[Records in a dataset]
****************************************
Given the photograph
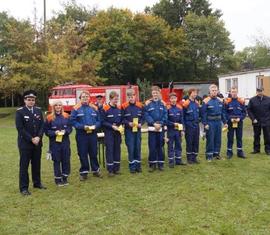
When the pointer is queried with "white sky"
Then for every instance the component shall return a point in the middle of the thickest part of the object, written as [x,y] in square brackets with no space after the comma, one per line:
[244,19]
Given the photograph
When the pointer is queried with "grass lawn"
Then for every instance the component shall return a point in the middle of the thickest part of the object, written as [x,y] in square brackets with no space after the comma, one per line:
****************************************
**EXERCISE:** Put every line of the records into a numbered list, omitting blank lines and leaving the pictures out.

**WRITTEN REPLY:**
1. Given the photograph
2. When the pointer is queried with "white sky"
3. Then for every instance the component shall return a point in the middle of the thickest part of the object, written as [x,y] in square brackets with no space after the comma, one per line:
4. [244,19]
5. Given the photograph
6. When the pointer is queried with "grass lawn"
7. Then for every instance the component shall return a point in the middle of the thickest part of the object, written as [x,y] in square brackets with no space after the comma, one per line:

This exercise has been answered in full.